TASK STATEMENT -> Exactly reproduce the lines from the line bearing "In this photo, each instance of the white flat" through the end of the listing, inclusive of both; pictures are to be omitted.

Pointing dataset records ->
+++

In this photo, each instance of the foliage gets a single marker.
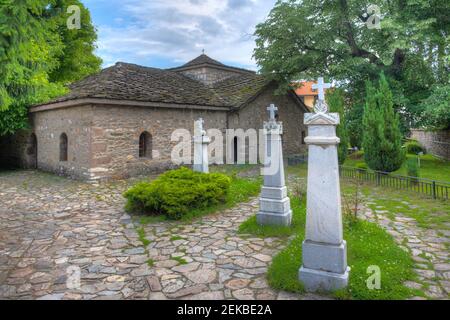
(305, 39)
(414, 147)
(175, 192)
(336, 102)
(354, 125)
(33, 52)
(368, 244)
(250, 226)
(382, 137)
(437, 108)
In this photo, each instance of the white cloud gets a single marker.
(179, 30)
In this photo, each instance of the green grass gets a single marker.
(250, 226)
(142, 238)
(428, 213)
(241, 190)
(180, 260)
(430, 167)
(368, 244)
(150, 262)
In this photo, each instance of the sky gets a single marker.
(168, 33)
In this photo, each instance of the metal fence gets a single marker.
(432, 188)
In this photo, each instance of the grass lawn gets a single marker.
(368, 245)
(430, 167)
(241, 190)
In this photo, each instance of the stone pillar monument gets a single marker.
(324, 250)
(275, 206)
(201, 142)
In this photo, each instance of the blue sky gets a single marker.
(168, 33)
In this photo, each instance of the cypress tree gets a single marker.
(382, 136)
(335, 100)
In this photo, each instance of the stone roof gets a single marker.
(125, 81)
(202, 59)
(205, 61)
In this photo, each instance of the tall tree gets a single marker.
(304, 39)
(382, 139)
(77, 59)
(336, 102)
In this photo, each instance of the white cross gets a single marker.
(272, 110)
(321, 85)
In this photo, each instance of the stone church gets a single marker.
(109, 123)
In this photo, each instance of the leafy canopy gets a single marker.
(305, 39)
(39, 56)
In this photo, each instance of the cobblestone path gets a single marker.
(51, 228)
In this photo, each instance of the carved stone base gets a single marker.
(274, 219)
(322, 281)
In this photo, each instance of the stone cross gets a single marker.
(324, 249)
(201, 141)
(272, 109)
(320, 86)
(274, 204)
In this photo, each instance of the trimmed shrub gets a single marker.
(382, 140)
(175, 192)
(414, 147)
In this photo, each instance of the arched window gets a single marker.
(145, 145)
(63, 147)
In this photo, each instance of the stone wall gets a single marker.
(435, 142)
(208, 76)
(289, 112)
(116, 131)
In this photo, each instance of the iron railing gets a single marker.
(432, 188)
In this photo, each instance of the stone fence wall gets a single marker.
(435, 142)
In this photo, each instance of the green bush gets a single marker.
(176, 192)
(414, 147)
(412, 167)
(362, 166)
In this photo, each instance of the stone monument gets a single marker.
(201, 142)
(275, 206)
(324, 250)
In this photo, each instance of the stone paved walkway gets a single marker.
(51, 228)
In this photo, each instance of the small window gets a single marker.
(63, 147)
(145, 145)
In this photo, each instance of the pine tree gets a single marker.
(382, 136)
(335, 100)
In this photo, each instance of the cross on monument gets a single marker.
(272, 110)
(320, 86)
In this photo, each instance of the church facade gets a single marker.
(119, 122)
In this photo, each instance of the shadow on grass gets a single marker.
(368, 245)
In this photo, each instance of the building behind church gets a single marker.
(118, 123)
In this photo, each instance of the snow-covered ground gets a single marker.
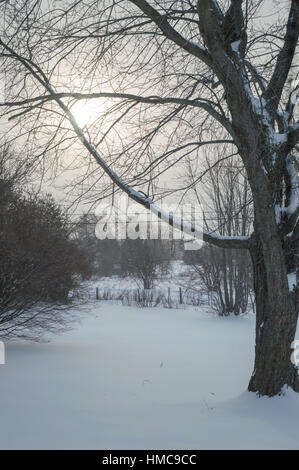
(129, 378)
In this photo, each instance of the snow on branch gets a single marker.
(224, 242)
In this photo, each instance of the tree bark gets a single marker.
(276, 320)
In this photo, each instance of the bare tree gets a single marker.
(144, 260)
(39, 263)
(224, 273)
(173, 71)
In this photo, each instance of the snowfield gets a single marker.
(129, 378)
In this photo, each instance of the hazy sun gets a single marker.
(86, 111)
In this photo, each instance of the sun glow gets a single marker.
(87, 111)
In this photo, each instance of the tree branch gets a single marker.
(206, 105)
(170, 33)
(224, 242)
(284, 59)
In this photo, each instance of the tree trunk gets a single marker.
(276, 320)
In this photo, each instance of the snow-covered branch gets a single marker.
(207, 105)
(284, 59)
(225, 242)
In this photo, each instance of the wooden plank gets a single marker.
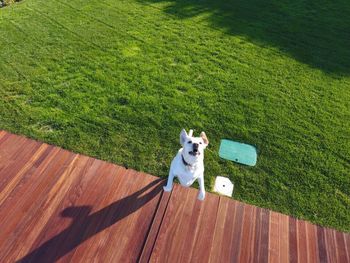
(263, 239)
(331, 246)
(154, 230)
(35, 187)
(201, 231)
(340, 247)
(53, 242)
(248, 234)
(302, 241)
(33, 227)
(29, 199)
(293, 240)
(14, 172)
(219, 232)
(59, 206)
(274, 239)
(235, 245)
(137, 211)
(311, 248)
(347, 245)
(175, 225)
(321, 244)
(284, 238)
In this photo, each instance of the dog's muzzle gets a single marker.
(195, 151)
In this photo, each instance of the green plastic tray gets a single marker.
(238, 152)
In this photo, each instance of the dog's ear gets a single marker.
(204, 137)
(183, 137)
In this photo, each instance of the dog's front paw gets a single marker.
(167, 188)
(201, 196)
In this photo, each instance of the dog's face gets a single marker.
(193, 147)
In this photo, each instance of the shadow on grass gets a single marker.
(86, 225)
(316, 33)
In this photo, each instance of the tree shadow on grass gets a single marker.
(86, 225)
(316, 33)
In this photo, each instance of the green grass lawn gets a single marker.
(119, 79)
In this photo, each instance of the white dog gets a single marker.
(188, 164)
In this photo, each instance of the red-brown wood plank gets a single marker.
(311, 237)
(301, 241)
(154, 230)
(57, 206)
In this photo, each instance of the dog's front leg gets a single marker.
(169, 184)
(201, 194)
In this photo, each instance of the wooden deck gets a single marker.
(59, 206)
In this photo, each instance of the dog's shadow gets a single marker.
(85, 225)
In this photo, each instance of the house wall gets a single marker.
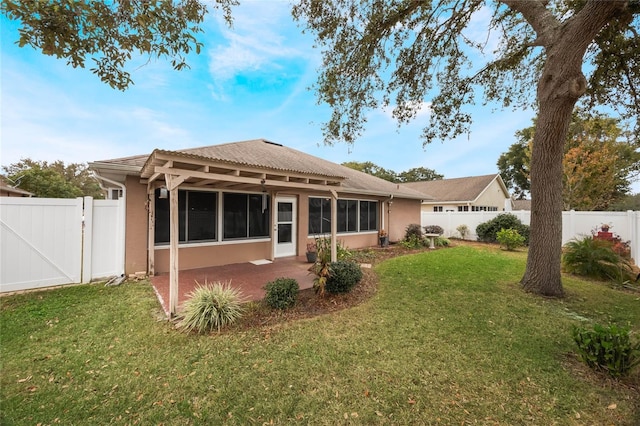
(401, 213)
(136, 226)
(213, 255)
(397, 217)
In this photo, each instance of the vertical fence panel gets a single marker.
(43, 243)
(40, 242)
(107, 247)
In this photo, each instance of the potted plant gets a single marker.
(312, 252)
(384, 238)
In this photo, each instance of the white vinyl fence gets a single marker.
(574, 224)
(45, 242)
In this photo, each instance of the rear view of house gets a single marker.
(242, 201)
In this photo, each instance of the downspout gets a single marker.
(388, 221)
(123, 213)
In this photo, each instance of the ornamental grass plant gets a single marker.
(210, 307)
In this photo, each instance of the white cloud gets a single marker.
(256, 42)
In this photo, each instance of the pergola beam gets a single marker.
(185, 174)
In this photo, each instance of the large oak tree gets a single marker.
(380, 53)
(600, 162)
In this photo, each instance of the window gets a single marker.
(245, 216)
(352, 216)
(484, 208)
(368, 215)
(347, 215)
(197, 213)
(319, 216)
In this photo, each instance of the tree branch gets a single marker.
(539, 17)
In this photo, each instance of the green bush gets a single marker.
(607, 348)
(441, 242)
(463, 230)
(510, 238)
(211, 307)
(413, 230)
(595, 258)
(433, 229)
(413, 242)
(281, 293)
(343, 277)
(488, 231)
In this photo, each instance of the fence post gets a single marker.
(634, 232)
(87, 239)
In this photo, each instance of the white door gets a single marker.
(285, 232)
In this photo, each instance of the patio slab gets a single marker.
(249, 278)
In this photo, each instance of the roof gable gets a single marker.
(268, 156)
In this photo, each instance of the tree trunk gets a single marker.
(542, 275)
(560, 86)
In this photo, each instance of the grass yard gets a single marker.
(449, 338)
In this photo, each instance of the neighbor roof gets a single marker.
(266, 155)
(466, 189)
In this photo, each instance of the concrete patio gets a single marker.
(249, 278)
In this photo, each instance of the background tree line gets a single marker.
(600, 162)
(53, 180)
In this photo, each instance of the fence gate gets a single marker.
(43, 241)
(40, 242)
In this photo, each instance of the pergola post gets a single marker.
(151, 229)
(334, 225)
(174, 235)
(173, 182)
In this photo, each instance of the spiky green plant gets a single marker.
(211, 306)
(595, 258)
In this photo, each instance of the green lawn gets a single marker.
(448, 339)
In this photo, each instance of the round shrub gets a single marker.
(413, 230)
(281, 293)
(488, 231)
(510, 239)
(343, 277)
(433, 229)
(595, 258)
(211, 307)
(441, 242)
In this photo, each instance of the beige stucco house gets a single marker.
(475, 193)
(243, 201)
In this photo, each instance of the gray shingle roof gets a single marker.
(260, 153)
(457, 189)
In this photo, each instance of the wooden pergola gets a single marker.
(173, 169)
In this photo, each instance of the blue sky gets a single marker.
(249, 82)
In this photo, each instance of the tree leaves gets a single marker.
(53, 180)
(110, 33)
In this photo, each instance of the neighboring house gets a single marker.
(244, 201)
(521, 204)
(476, 193)
(7, 190)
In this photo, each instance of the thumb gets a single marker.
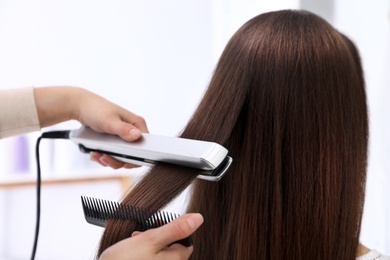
(126, 131)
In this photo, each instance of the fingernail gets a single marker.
(103, 162)
(134, 133)
(194, 220)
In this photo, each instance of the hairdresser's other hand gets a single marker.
(155, 244)
(59, 104)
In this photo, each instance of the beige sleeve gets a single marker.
(18, 113)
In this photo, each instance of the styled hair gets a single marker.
(287, 100)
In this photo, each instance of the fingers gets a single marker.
(106, 160)
(180, 228)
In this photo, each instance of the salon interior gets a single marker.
(150, 57)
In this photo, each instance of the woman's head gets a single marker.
(287, 99)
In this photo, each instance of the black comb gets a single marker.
(98, 212)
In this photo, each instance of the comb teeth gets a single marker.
(98, 212)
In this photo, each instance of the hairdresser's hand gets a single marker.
(59, 104)
(156, 243)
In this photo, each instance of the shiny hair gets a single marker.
(287, 100)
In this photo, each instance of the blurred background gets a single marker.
(154, 58)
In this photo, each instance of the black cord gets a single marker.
(49, 135)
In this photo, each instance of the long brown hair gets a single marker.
(287, 100)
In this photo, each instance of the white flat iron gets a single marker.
(209, 157)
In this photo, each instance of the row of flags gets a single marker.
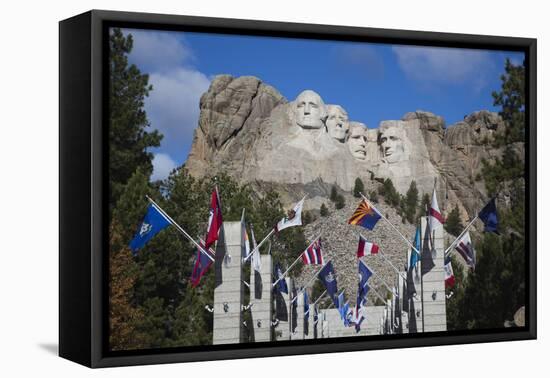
(156, 220)
(366, 215)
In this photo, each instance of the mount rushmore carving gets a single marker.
(248, 130)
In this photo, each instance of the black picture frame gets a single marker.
(83, 283)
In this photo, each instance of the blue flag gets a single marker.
(327, 276)
(281, 286)
(306, 313)
(415, 257)
(489, 216)
(153, 222)
(365, 215)
(364, 274)
(340, 301)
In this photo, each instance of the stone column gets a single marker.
(228, 293)
(310, 319)
(299, 331)
(260, 286)
(282, 330)
(433, 279)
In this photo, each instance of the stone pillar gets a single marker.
(260, 286)
(282, 329)
(403, 321)
(310, 319)
(433, 279)
(298, 333)
(228, 293)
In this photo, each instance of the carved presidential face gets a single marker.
(357, 140)
(337, 122)
(392, 144)
(310, 110)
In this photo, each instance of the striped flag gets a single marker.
(449, 274)
(313, 255)
(365, 215)
(366, 248)
(435, 219)
(215, 219)
(466, 250)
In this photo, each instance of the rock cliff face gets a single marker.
(248, 130)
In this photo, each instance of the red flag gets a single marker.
(449, 275)
(313, 255)
(435, 219)
(202, 263)
(366, 248)
(215, 219)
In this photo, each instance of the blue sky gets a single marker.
(373, 82)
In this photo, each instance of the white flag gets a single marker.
(293, 218)
(466, 250)
(256, 260)
(435, 219)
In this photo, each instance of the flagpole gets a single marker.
(267, 237)
(320, 297)
(307, 284)
(377, 275)
(388, 261)
(386, 219)
(295, 261)
(179, 227)
(375, 292)
(461, 235)
(393, 266)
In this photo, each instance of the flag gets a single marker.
(313, 255)
(281, 285)
(153, 222)
(365, 215)
(294, 310)
(364, 274)
(202, 263)
(359, 317)
(342, 305)
(306, 313)
(466, 250)
(328, 278)
(246, 242)
(489, 216)
(257, 267)
(315, 321)
(435, 219)
(415, 256)
(449, 275)
(256, 257)
(293, 218)
(366, 248)
(215, 220)
(281, 311)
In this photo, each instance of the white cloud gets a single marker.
(173, 106)
(440, 65)
(362, 57)
(159, 51)
(162, 166)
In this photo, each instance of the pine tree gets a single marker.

+++

RESPONSE FOR THIS EXERCISE ->
In this photo, each instance of the white flat iron gets a single marker.
(209, 157)
In this photo, each instance of the row of flags gets a single marker.
(156, 220)
(366, 215)
In this photo, each instance of the mount rushmore carving gets a single marker.
(248, 130)
In this photo, each instance of the black picture frame gets a single marker.
(83, 283)
In this photo, each instance of the blue flag gets a single marker.
(327, 276)
(281, 286)
(306, 313)
(415, 257)
(489, 216)
(153, 222)
(365, 215)
(364, 274)
(340, 301)
In this photo, each instance of the stone column gets a single marker.
(228, 293)
(310, 319)
(299, 331)
(260, 286)
(282, 330)
(433, 279)
In this photo, each instance of the stone pillar gets a single marker.
(260, 286)
(282, 329)
(403, 321)
(310, 319)
(433, 279)
(298, 333)
(228, 293)
In this photo, each instance of the carved presidential face gets a single marker.
(357, 140)
(337, 122)
(392, 144)
(310, 110)
In this photo, each instance of the striped flag gets a single marker.
(449, 274)
(313, 255)
(365, 215)
(366, 248)
(435, 219)
(215, 219)
(466, 250)
In this photo, each instance of the rock cliff face gets a single marker.
(248, 130)
In this photo, each instance of the red flag gets a single marker.
(449, 275)
(313, 255)
(435, 219)
(202, 263)
(366, 248)
(215, 219)
In this photo, each instance of the blue sky gets a single marker.
(373, 82)
In this photo, each instance of the white flag gets a single marker.
(293, 218)
(466, 250)
(256, 260)
(435, 219)
In this photo, each instance of the flagpole gets a single marker.
(267, 237)
(320, 297)
(307, 284)
(377, 275)
(388, 261)
(386, 219)
(295, 261)
(179, 227)
(375, 292)
(461, 235)
(393, 266)
In this photo, each instance of the flag gets a single marker.
(313, 255)
(281, 285)
(153, 222)
(365, 215)
(294, 310)
(364, 274)
(202, 263)
(359, 317)
(342, 305)
(306, 313)
(466, 250)
(328, 278)
(246, 242)
(489, 216)
(257, 267)
(315, 321)
(435, 219)
(415, 256)
(449, 275)
(256, 257)
(293, 218)
(366, 248)
(215, 220)
(281, 311)
In this photo, each instance of the white cloud gets a single marker.
(173, 106)
(440, 65)
(362, 57)
(159, 51)
(162, 166)
In this photo, each instance of the pine tree gets a single marker.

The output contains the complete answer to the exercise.